Start DATA TO USE

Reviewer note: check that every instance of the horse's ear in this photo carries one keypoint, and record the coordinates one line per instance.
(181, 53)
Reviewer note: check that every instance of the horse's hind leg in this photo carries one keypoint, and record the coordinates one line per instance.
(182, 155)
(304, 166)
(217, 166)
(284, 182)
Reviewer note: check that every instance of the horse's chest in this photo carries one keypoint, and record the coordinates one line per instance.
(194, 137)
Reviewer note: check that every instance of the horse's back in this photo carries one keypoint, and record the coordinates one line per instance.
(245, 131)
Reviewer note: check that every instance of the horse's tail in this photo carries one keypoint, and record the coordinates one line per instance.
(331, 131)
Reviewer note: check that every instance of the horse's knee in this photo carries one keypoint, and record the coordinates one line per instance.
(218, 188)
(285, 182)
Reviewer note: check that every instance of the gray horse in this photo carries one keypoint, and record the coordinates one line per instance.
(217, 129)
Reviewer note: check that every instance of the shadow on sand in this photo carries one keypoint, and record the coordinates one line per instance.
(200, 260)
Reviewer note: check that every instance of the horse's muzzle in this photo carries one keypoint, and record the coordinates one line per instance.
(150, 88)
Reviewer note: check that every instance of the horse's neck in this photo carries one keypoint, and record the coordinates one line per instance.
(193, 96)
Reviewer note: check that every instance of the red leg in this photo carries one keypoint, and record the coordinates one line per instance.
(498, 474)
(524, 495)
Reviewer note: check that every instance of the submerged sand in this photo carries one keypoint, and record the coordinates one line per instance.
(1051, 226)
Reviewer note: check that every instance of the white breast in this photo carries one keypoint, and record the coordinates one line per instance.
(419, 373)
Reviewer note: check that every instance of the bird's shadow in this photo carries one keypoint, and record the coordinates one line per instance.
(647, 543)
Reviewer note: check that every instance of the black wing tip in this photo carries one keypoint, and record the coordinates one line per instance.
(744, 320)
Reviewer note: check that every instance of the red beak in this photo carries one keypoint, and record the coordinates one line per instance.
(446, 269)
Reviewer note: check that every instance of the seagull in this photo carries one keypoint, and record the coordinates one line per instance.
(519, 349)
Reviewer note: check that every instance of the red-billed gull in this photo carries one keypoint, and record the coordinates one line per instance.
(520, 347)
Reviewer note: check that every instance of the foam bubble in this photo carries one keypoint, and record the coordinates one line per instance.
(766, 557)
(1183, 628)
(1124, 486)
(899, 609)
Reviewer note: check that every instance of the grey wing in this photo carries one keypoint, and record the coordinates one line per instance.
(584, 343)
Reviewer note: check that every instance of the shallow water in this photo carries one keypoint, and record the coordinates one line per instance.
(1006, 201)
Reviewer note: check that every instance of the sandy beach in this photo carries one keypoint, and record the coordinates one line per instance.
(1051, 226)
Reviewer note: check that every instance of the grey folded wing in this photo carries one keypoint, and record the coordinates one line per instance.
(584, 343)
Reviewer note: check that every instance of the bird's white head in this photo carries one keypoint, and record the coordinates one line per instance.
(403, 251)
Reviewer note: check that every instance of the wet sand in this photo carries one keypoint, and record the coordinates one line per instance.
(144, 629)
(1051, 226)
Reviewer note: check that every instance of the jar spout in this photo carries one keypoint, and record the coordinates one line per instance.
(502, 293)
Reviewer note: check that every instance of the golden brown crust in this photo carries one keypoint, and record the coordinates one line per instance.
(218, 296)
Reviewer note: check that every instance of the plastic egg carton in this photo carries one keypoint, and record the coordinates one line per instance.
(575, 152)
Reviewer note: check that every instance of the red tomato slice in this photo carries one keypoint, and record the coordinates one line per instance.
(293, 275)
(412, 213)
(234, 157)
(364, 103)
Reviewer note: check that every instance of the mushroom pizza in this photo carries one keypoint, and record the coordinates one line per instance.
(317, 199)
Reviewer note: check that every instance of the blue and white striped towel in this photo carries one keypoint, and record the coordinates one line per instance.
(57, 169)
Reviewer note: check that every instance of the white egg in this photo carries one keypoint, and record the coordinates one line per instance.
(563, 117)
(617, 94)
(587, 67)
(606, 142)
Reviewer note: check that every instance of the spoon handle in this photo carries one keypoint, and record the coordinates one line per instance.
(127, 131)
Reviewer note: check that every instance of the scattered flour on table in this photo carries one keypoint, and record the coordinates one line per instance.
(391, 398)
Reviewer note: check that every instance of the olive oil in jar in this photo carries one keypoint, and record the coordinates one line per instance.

End DATA TO USE

* **EXERCISE DESCRIPTION**: Using the listing above, reproduce each line without omission.

* **SOLVED EXERCISE**:
Reviewer note: check that every instance of the horse's ear in this photo carries one keypoint, and record the coordinates one line per instance.
(181, 53)
Reviewer note: check that every instance of the horse's hind leg in this photo carries one keypoint, and record the coordinates one line per instance.
(182, 155)
(304, 166)
(217, 166)
(284, 182)
Reviewer note: check that every instance of the horse's chest in this photo carries one keypoint, and record the coordinates one line per instance.
(194, 137)
Reviewer note: check that every instance of the horse's back in this photo carries one keypoint, and record the coordinates one line per instance.
(245, 131)
Reviewer note: check that every instance of the horse's tail in this photo carries one keypoint, and record the coordinates one line per instance.
(331, 131)
Reviewer note: check that every instance of the horse's knee in this photo carries one keypoint, and record the coordinates one line per instance.
(218, 188)
(285, 182)
Reviewer note: check that every instance of the gray horse in this photo carries one keypoint, and record the coordinates one line per instance.
(217, 129)
Reviewer note: check that every instance of the shadow on sand in this photo carries one keypoint, and record the coordinates one line per instance.
(200, 260)
Reviewer note: check that every instance of the horse's muzzle in this photo carries one keypoint, and record the coordinates one line per instance.
(150, 88)
Reviewer note: check that every instance of the horse's neck in this photo carries one keypoint, and record the coordinates one line per instance.
(193, 96)
Reviewer note: check that every instance of the red leg in this photo carries one keypoint, and record the coordinates one line per instance.
(498, 474)
(524, 495)
Reviewer note: check that every instance of the submerged sand in this photo carries one keypoint, and record the coordinates one line per instance.
(1051, 226)
Reviewer note: check that every instance of the white breast in this photo carries one keypoint, and record the coordinates one line per instance.
(419, 373)
Reviewer note: check that every instance of the bird's shadow in this photo carries one keypoint, and record the coordinates one line per instance.
(647, 543)
Reviewer note: check that every instance of the black wing tip in this photo carries one keypoint, and record the coordinates one line per instance.
(744, 320)
Reviewer note: check that every instance of the red beak in this photo carries one keypoint, and record the coordinates one line per instance.
(446, 269)
Reviewer note: check that every instance of the seagull in this photo carries one keypoint, and record the coordinates one line per instance.
(519, 349)
Reviewer note: check that every instance of the red-billed gull in this photo carries one keypoint, and record the coordinates one line per instance.
(520, 347)
Reviewer note: check that every instance of the foam bubble in this photo carries one keypoint, and record the coordinates one line per instance.
(766, 557)
(1183, 628)
(1124, 486)
(899, 609)
Reviewer note: check that every instance of the grey wing in this photo carries one keypoint, and record the coordinates one line per instance.
(584, 343)
Reviewer note: check that every instance of the shallow water in this photo carries one keypoint, and record the coordinates one line per instance.
(1006, 201)
Reviewer note: check that every instance of the sandy beach in this photo carries one keypoint, and record the coordinates one line per instance.
(1051, 226)
Reviewer note: check that every instance of the grey folded wing in this photo carries one keypoint, and record the coordinates one line per instance.
(584, 343)
Reviewer note: check that every instance of the bird's white head in this photo carries one keypoint, and record the coordinates one line per instance.
(403, 251)
Reviewer note: check that every instance of the wet sand in this photo carries one keypoint, and record the coordinates one line per instance.
(144, 629)
(1051, 226)
Reviewer note: check that every instance of the jar spout in this photo carries one keypoint, and record the coordinates one line per instance.
(502, 293)
Reviewer note: check that every instance of the golden brown crust in this photo carries one keypoint, and record the coordinates one line per instance.
(218, 296)
Reviewer note: check that every instance of the plastic egg carton in this photo carries one keypoint, and record the coordinates one line per instance.
(575, 152)
Reviewer note: check that every instance of the red tomato slice in this photo carries one keypoint, and record the coordinates one line per instance.
(293, 275)
(412, 213)
(234, 157)
(364, 103)
Reviewer note: check that every instance of the mushroom pizza in this photo carries one keypoint, and record the coordinates one line per instance.
(317, 199)
Reviewer note: check that every instance of the blue and white striped towel in this photo carries one keypoint, and record the coordinates one line per instance.
(57, 169)
Reviewer note: check that every instance of the white egg in this photo carries one keypoint, and record the coordinates one line per instance.
(563, 117)
(617, 94)
(587, 67)
(606, 142)
Reviewer note: check that every instance of the spoon handle in this photo carries one keypoint, and record the coordinates one line per instance.
(127, 131)
Reviewer note: check that every instance of the scattered flour on table in this photo carries one keypoint, and record the coordinates one line per instance.
(391, 398)
Reviewer note: check that every instance of the olive oil in jar in this photo carries one keypoint, and record the coordinates one line per instance.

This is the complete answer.